Return the material below in full and exactly.

:: Provided records ::
****************
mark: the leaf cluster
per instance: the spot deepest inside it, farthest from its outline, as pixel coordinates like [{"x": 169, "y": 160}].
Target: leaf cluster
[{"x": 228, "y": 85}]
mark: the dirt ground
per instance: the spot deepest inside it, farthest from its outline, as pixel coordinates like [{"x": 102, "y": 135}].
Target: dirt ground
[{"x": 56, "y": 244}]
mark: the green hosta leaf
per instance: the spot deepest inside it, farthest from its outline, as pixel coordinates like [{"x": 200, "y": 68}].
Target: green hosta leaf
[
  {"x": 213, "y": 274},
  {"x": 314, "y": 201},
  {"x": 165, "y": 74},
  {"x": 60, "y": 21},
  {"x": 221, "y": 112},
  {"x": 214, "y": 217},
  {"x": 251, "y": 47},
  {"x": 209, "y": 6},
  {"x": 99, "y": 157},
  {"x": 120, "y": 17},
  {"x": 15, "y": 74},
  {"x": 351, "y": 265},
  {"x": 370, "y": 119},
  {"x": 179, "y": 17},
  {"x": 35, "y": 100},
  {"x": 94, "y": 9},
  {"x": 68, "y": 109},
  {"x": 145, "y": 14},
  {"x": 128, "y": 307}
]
****************
:: Solution for this problem ::
mark: the leaf cluster
per instance: the spot deepest inside it, farthest from its outline, as pixel coordinates like [{"x": 169, "y": 160}].
Target: leaf cluster
[{"x": 228, "y": 85}]
mark: the dirt ground
per instance: the spot deepest inside it, farthest from its outline, as pixel coordinates like [{"x": 102, "y": 135}].
Target: dirt ground
[{"x": 56, "y": 244}]
mark: the green hosta leaf
per instance: the spot deepest inside it, farthest from its outline, as pixel coordinates like [{"x": 200, "y": 68}].
Target: green hosta leaf
[
  {"x": 213, "y": 274},
  {"x": 314, "y": 201},
  {"x": 165, "y": 74},
  {"x": 60, "y": 21},
  {"x": 221, "y": 112},
  {"x": 214, "y": 217},
  {"x": 251, "y": 47},
  {"x": 209, "y": 6},
  {"x": 99, "y": 157},
  {"x": 120, "y": 17},
  {"x": 15, "y": 74},
  {"x": 351, "y": 265},
  {"x": 370, "y": 119},
  {"x": 179, "y": 17},
  {"x": 35, "y": 100},
  {"x": 94, "y": 9},
  {"x": 68, "y": 109},
  {"x": 145, "y": 14},
  {"x": 128, "y": 307}
]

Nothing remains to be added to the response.